**Given information:**
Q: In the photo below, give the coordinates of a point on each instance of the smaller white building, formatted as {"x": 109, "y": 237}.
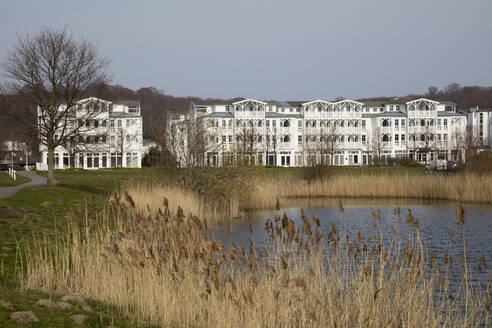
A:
{"x": 113, "y": 138}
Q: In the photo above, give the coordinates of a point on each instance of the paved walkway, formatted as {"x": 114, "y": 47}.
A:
{"x": 36, "y": 180}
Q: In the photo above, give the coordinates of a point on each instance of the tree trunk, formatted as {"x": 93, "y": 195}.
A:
{"x": 51, "y": 165}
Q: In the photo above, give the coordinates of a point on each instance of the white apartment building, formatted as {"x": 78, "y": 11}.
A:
{"x": 480, "y": 128}
{"x": 112, "y": 138}
{"x": 297, "y": 133}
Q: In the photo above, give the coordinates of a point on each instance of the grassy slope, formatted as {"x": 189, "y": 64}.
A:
{"x": 7, "y": 181}
{"x": 32, "y": 211}
{"x": 38, "y": 210}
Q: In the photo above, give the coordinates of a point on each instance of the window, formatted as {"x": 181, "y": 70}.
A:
{"x": 131, "y": 159}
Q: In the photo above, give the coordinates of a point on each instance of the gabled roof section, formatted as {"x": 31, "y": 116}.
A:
{"x": 419, "y": 100}
{"x": 246, "y": 100}
{"x": 318, "y": 101}
{"x": 348, "y": 101}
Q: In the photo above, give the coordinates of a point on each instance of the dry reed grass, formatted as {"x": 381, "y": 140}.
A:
{"x": 159, "y": 268}
{"x": 460, "y": 187}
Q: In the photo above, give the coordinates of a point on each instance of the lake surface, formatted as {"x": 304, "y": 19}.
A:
{"x": 437, "y": 222}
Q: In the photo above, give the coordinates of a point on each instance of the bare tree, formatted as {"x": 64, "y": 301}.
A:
{"x": 56, "y": 71}
{"x": 272, "y": 144}
{"x": 328, "y": 143}
{"x": 379, "y": 143}
{"x": 426, "y": 142}
{"x": 247, "y": 139}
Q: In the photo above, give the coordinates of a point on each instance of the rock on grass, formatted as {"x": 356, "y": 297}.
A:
{"x": 79, "y": 318}
{"x": 46, "y": 302}
{"x": 6, "y": 305}
{"x": 23, "y": 317}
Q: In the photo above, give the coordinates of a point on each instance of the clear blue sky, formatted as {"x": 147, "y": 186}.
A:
{"x": 275, "y": 49}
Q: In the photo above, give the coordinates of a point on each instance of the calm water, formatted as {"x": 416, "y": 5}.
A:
{"x": 437, "y": 223}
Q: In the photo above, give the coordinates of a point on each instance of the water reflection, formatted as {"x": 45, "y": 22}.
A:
{"x": 437, "y": 222}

**Task to complete:**
A word-for-word copy is needed, starting at the first line of the listing and ending with the line bearing "of the white". No pictures.

**Written solution:**
Q: In the photo below, give the coordinates of a point on each instance of the smaller white building, formatted as {"x": 109, "y": 237}.
A:
{"x": 113, "y": 138}
Q: In the photo above, give the coordinates of a point on each instance of the paved walkway, formatted as {"x": 114, "y": 47}.
A:
{"x": 36, "y": 180}
Q: In the photo above, give the coordinates of a point on each instance of the tree trunk, formatted as {"x": 93, "y": 195}.
A:
{"x": 51, "y": 165}
Q: In the photo above, give the coordinates of a point on each instance of the white apartment building, formatted as {"x": 78, "y": 11}.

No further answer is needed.